# DESCRIPTION OF THE TASK
Write out the line that contains "target: <item>hoverfly eye</item>", then every following line to the end of the records below, with no other lines and no changes.

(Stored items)
..............................

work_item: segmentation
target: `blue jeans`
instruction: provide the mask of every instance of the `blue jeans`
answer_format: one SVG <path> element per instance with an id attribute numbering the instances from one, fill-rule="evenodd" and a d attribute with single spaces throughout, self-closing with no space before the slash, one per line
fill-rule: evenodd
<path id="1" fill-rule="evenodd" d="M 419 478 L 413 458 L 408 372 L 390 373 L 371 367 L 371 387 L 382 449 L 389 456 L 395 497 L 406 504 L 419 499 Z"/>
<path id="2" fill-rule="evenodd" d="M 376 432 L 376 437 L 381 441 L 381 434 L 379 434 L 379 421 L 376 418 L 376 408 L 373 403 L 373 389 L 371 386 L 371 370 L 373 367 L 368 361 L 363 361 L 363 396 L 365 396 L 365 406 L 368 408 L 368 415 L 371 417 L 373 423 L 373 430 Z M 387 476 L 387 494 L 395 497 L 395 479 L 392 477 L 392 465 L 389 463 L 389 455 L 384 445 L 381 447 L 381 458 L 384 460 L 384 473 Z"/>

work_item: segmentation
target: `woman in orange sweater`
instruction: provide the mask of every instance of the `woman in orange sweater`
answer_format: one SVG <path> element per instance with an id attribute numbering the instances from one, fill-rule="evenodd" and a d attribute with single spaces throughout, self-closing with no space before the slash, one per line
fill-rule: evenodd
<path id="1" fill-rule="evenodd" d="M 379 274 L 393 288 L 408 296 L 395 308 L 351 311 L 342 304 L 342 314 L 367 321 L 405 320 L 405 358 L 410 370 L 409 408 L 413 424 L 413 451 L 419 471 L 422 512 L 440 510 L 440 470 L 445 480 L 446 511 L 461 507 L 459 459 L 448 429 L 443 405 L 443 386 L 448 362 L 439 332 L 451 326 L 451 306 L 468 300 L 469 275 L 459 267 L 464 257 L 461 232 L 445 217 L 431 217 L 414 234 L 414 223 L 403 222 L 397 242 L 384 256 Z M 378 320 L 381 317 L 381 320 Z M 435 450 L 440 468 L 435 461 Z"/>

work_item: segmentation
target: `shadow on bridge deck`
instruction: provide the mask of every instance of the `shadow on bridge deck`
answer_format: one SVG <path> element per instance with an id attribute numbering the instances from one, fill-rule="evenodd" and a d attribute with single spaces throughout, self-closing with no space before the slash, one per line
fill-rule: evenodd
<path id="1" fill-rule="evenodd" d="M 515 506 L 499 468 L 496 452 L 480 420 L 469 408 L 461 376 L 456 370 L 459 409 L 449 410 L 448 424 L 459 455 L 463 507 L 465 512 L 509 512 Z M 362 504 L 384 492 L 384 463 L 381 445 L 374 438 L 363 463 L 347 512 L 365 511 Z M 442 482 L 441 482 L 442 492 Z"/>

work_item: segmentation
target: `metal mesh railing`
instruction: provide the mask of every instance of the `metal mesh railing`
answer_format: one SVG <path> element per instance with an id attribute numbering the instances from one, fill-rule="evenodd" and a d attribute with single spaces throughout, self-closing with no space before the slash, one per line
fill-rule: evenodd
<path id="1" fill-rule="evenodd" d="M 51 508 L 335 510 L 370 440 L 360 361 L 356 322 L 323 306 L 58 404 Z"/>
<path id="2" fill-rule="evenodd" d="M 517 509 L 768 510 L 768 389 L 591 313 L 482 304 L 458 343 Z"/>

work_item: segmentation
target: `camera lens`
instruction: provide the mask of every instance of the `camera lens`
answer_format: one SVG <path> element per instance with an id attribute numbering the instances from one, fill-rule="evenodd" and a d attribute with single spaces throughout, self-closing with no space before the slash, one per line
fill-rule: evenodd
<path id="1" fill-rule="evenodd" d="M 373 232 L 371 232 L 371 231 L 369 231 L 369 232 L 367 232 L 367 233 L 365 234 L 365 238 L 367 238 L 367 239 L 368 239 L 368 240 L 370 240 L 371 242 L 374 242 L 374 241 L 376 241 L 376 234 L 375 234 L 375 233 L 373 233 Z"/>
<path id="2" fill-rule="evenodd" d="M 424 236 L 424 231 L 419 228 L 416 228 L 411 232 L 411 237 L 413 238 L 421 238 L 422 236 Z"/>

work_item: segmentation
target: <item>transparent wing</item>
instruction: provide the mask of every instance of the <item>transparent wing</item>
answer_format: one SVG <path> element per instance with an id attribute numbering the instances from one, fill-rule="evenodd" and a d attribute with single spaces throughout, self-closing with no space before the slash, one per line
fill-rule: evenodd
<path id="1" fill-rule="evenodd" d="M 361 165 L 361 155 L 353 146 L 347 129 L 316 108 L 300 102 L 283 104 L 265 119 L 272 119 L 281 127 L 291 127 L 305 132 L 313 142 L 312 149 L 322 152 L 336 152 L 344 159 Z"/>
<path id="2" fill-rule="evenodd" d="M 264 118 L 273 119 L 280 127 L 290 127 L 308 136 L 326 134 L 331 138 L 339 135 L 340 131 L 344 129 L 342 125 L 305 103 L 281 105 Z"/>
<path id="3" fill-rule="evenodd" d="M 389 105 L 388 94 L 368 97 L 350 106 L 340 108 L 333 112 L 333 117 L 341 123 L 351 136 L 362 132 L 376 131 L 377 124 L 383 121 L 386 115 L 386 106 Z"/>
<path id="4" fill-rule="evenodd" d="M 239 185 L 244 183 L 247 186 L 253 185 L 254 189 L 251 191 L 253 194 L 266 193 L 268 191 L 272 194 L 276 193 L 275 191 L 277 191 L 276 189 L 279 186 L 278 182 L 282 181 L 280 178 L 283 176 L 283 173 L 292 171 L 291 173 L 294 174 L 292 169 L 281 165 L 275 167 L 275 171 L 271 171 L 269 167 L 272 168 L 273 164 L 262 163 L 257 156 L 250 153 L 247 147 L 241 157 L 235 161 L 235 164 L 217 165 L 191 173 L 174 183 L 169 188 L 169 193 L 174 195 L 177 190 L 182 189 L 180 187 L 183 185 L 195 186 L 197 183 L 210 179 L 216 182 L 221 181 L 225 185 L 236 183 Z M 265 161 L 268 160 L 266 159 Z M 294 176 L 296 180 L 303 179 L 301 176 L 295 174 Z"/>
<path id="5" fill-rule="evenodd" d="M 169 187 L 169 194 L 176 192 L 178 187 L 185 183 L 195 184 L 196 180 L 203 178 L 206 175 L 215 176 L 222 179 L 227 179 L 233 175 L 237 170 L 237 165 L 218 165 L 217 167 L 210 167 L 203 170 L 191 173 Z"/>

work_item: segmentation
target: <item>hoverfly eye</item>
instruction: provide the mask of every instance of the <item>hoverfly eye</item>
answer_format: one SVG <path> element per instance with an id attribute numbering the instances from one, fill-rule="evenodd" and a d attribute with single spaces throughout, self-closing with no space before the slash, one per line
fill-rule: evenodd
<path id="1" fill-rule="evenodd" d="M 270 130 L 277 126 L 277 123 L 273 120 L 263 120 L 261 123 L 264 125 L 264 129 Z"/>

..............................

# ANSWER FOR THIS EXERCISE
target: <item>hoverfly eye</item>
instruction: provide the mask of every instance of the <item>hoverfly eye</item>
answer_format: one SVG <path> element per instance with an id attribute numbering the instances from one, fill-rule="evenodd" and a d attribute with single spaces throughout, self-closing with no space before the slash, one per line
fill-rule: evenodd
<path id="1" fill-rule="evenodd" d="M 270 130 L 277 126 L 277 123 L 273 120 L 263 120 L 261 123 L 264 125 L 264 129 Z"/>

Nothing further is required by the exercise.